* _Required work_
**1.** Answer these from the passage on the waste classification plugin:
(a) Which utility converts the .ui interface file into a Python script?
(b) In what format was the trained classification model exported?
(c) What overall accuracy rate did the classification approach reach?
**2.** Please take the passage on the waste classification plugin further, starting after its last sentence.

* _Extract_
··········

In the second stage, the graphical interface of the image classification plugin was designed using Qt Designer. The interface, defined visually in .ui format, is converted into a Python script using the pyuic5 utility, generating an intermediate file (interface_ui. py) that is compatible with the QGIS PyQt framework. Thereafter, the script is integrated into a class derived from QDialog. The connection between the graphic components and the plugin’s internal functions is based on event connectors (self.ui.object.clicked.connect(...)), that link each interactive element to a specific function. In the case of our plugin, these elements activate image classification processes relating to illegal waste deposits points.

In the last stage of the process, the classification model, which had been trained using the TensorFlow library and, exported in .h5 format, was integrated within the QGIS plugin. The aim of this integration is to automatically categorize images into two classes: “authorized_pt” and “unauthorized_pt”. The model is then loaded into the plugin upon initialization. The images to be classified are then passed to the prediction model. Thereafter, a binary labeling system is assigned to each image according to the obtained result.

The logic associated with operating the classification model is encapsulated within a modular structure, represented here by the Photoclassification class. This organization guarantees a coherent plugin architecture, facilitating code readability and reusability.

RESULTS AND DISCUSSION

Quantitative Evaluation Results

The proposed approach for classifying illegal waste deposits, distinguishing between authorized and unauthorized categories, has demonstrated a remarkable degree of accuracy, with an overall rate of 98%. This high degree of accuracy highlights the effectiveness of transfer learning, particularly when combined with the MobileNetV2 architecture, in dealing with the challenge of classifying illegal waste deposits. The classification results are summarized in Table 1, and the following key information is highlighted.

Table 1. Results of the classification model of the waste disposal points

Class

Precision

Recall

F1-Score

Support

Authorized_point

0.987

0.975

0.981

160

Unauthorized_point

0.975

0.987

0.981

160

Accuracy

0.980

Macro Avg

0.980

0.980

0.980

320

Weighted Avg

0.980

0.980

0.980

320

Dataset augmentation

The augmentation of the dataset was applied exclusively to the training set, with the objective of enriching the diversity of examples without introducing bias into the validation phase. This strategy proved effective in enhancing the generalizability of the model, particularly in our context where the initial volume of data was limited.

High Precision and Recall for Both Classes:

The model achieves precision values of 0.987 for authorized points and 0.975 for unauthorized points, indicating a low false positive rate. This is essential to ensure that authorized points are not mistakenly marked as unauthorized.

The recall values of 0.975 for authorized points and 0.987 for unauthorized points demonstrate the model’s ability to identify most items in both classes effectively.

Balanced F1-Scores

The F1-scores of 0.981 for authorized and unauthorized points reflect a strong balance between precision and recall. This indicates that the model performs consistently well across both classes, without significant bias in favor of one category.

Computational efficiency

The use of MobileNetV2, a lightweight convolutional neural network, guarantees the model’s computational efficiency. Consequently, it can be deployed in environments where resources are limited. This deployment can be implemented at the level of deprived municipalities. The efficacy of this measure is especially significant in developing countries, where it facilitates more effective management of illegal waste deposits.

··········

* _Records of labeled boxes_
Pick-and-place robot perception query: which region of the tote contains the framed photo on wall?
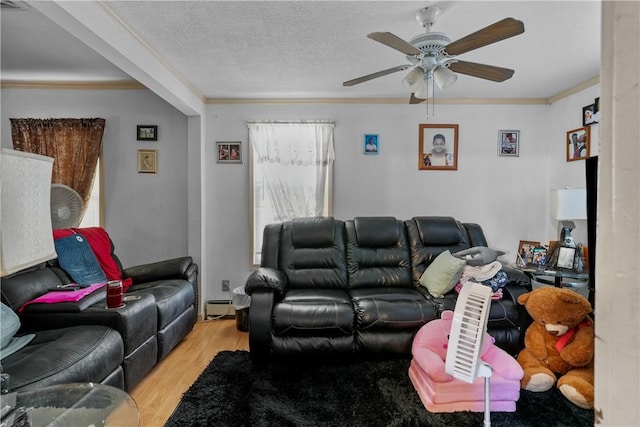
[418,124,458,171]
[137,125,158,141]
[362,133,380,154]
[498,130,520,157]
[138,150,158,173]
[216,141,242,163]
[566,127,590,162]
[582,102,598,126]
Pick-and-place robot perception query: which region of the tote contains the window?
[248,122,335,265]
[79,158,102,228]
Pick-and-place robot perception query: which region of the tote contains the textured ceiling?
[2,1,600,98]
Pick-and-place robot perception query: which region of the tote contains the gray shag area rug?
[165,351,594,427]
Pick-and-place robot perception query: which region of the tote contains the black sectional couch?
[245,217,531,359]
[1,237,198,391]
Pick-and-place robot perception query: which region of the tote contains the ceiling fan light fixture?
[414,72,433,99]
[433,66,458,89]
[402,67,424,92]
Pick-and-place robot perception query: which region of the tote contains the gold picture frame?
[565,126,591,162]
[418,124,458,171]
[138,150,158,173]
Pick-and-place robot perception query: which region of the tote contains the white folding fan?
[445,282,493,426]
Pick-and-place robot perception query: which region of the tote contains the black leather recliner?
[245,217,531,359]
[1,237,198,390]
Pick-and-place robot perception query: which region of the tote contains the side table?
[515,267,589,289]
[0,383,140,427]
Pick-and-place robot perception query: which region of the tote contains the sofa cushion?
[54,234,107,285]
[291,217,335,248]
[353,217,404,248]
[2,326,124,391]
[272,289,354,337]
[345,217,413,289]
[413,216,465,246]
[350,288,438,332]
[278,218,347,289]
[127,279,194,330]
[419,250,466,297]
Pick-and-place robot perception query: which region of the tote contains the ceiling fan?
[342,6,524,104]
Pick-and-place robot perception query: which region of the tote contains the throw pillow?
[453,246,504,267]
[419,250,466,298]
[54,234,107,285]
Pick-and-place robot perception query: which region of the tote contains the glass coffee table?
[0,383,140,427]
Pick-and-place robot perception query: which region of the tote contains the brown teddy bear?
[518,286,595,409]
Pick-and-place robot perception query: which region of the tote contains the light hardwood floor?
[130,319,249,427]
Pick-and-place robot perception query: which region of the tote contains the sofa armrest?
[245,267,287,298]
[122,256,198,285]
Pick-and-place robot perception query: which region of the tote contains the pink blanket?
[18,283,106,312]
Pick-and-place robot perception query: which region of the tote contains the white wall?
[545,85,600,246]
[203,97,595,299]
[1,89,188,267]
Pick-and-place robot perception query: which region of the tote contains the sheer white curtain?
[247,122,335,264]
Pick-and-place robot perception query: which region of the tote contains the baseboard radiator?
[204,300,236,319]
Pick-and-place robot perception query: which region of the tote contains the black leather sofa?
[1,237,198,391]
[245,217,531,360]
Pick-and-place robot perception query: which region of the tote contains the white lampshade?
[551,188,587,221]
[0,148,56,277]
[402,67,424,92]
[433,66,458,89]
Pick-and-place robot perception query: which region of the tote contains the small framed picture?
[498,130,520,157]
[138,150,158,173]
[531,246,547,267]
[362,133,380,154]
[418,124,458,171]
[516,240,540,267]
[216,141,242,163]
[138,125,158,141]
[582,102,598,126]
[566,127,590,162]
[556,246,576,270]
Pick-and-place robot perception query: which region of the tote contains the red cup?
[107,280,123,308]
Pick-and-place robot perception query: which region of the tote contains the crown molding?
[0,80,147,90]
[207,98,547,105]
[547,75,600,104]
[0,75,600,105]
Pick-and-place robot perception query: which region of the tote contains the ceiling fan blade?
[409,93,426,104]
[367,32,422,55]
[342,65,412,86]
[449,61,514,82]
[445,18,524,56]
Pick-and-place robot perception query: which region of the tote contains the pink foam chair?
[409,310,524,412]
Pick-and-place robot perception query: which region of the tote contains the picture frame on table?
[556,246,576,270]
[418,124,458,171]
[516,240,540,268]
[138,150,158,173]
[137,125,158,141]
[216,141,242,163]
[498,130,520,157]
[531,246,548,267]
[565,127,591,162]
[362,133,380,154]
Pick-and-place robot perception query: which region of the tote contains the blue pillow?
[54,234,107,285]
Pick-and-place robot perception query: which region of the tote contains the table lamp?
[0,148,56,277]
[551,188,587,248]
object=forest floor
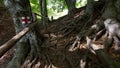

··········

* _Set of answers_
**1.**
(a) pyuic5
(b) .h5
(c) 98%

**2.**
Scalability and practical implications

The high accuracy and efficiency of the MobileNetV2 model, and its seamless integration into a GIS environment, enables automated management of illegal waste deposits. This scalability is of crucial importance to municipal authorities and environmental agencies, as it facilitates large-scale deployment across multiple regions without the need for substantial computational overheads, provided that basic geospatial data are available to ensure the system’s operational viability.

Comparative perspective with existing literature

While the integration of AI into GIS has been explored in various contexts (Ahmed, 2024; Cai and Ge, 2023), most existing approaches rely on external platforms or cloud-based services for model training and deployment. Tools such as Mapflow and dzetsaka offer classification capabilities within QGIS, but they do not support in-plugin training workflows tailored to illegal waste detection. Our method addresses this gap by embedding both training and inference directly within QGIS, enabling autonomous and localized decision-making for municipal users. This distinction reinforces the operational relevance of our contribution, particularly in resource-constrained environments.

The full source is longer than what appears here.